# EXERCISE MATERIALS:
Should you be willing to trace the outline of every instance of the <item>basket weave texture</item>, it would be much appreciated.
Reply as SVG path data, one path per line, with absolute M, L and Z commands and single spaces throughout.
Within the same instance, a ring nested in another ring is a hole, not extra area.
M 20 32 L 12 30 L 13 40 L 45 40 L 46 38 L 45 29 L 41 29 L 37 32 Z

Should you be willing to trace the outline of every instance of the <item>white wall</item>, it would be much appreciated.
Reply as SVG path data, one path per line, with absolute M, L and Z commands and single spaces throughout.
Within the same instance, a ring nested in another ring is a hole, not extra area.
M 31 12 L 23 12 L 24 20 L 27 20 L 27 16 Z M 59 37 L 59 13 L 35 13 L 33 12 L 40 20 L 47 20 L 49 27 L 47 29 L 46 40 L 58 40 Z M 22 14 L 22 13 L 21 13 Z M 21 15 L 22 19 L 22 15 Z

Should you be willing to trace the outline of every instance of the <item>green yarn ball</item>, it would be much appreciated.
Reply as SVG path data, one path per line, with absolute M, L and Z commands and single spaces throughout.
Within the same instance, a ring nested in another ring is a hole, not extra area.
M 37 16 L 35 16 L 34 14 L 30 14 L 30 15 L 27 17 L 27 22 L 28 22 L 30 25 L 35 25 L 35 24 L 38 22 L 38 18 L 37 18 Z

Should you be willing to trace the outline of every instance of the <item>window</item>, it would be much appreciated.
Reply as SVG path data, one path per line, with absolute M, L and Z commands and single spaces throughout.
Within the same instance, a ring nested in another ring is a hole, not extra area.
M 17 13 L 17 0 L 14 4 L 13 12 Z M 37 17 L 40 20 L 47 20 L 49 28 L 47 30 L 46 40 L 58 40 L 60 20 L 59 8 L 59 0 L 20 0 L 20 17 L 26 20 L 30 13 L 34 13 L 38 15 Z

# GIVEN REQUEST:
Could you convert every line of the records above into a Markdown table with the columns Row and Line, numbering each row and leaving out blank lines?

# EXERCISE SOLUTION:
| Row | Line |
|---|---|
| 1 | Should you be willing to trace the outline of every instance of the <item>basket weave texture</item>, it would be much appreciated. |
| 2 | Reply as SVG path data, one path per line, with absolute M, L and Z commands and single spaces throughout. |
| 3 | Within the same instance, a ring nested in another ring is a hole, not extra area. |
| 4 | M 20 32 L 12 30 L 13 40 L 45 40 L 46 38 L 45 29 L 41 29 L 37 32 Z |
| 5 | Should you be willing to trace the outline of every instance of the <item>white wall</item>, it would be much appreciated. |
| 6 | Reply as SVG path data, one path per line, with absolute M, L and Z commands and single spaces throughout. |
| 7 | Within the same instance, a ring nested in another ring is a hole, not extra area. |
| 8 | M 31 12 L 23 12 L 24 20 L 27 20 L 27 16 Z M 59 37 L 59 13 L 35 13 L 33 12 L 40 20 L 47 20 L 49 27 L 47 29 L 46 40 L 58 40 Z M 22 14 L 22 13 L 21 13 Z M 21 15 L 22 19 L 22 15 Z |
| 9 | Should you be willing to trace the outline of every instance of the <item>green yarn ball</item>, it would be much appreciated. |
| 10 | Reply as SVG path data, one path per line, with absolute M, L and Z commands and single spaces throughout. |
| 11 | Within the same instance, a ring nested in another ring is a hole, not extra area. |
| 12 | M 37 16 L 35 16 L 34 14 L 30 14 L 30 15 L 27 17 L 27 22 L 28 22 L 30 25 L 35 25 L 35 24 L 38 22 L 38 18 L 37 18 Z |
| 13 | Should you be willing to trace the outline of every instance of the <item>window</item>, it would be much appreciated. |
| 14 | Reply as SVG path data, one path per line, with absolute M, L and Z commands and single spaces throughout. |
| 15 | Within the same instance, a ring nested in another ring is a hole, not extra area. |
| 16 | M 17 13 L 17 0 L 14 4 L 13 12 Z M 37 17 L 40 20 L 47 20 L 49 28 L 47 30 L 46 40 L 58 40 L 60 20 L 59 8 L 59 0 L 20 0 L 20 17 L 26 20 L 30 13 L 34 13 L 38 15 Z |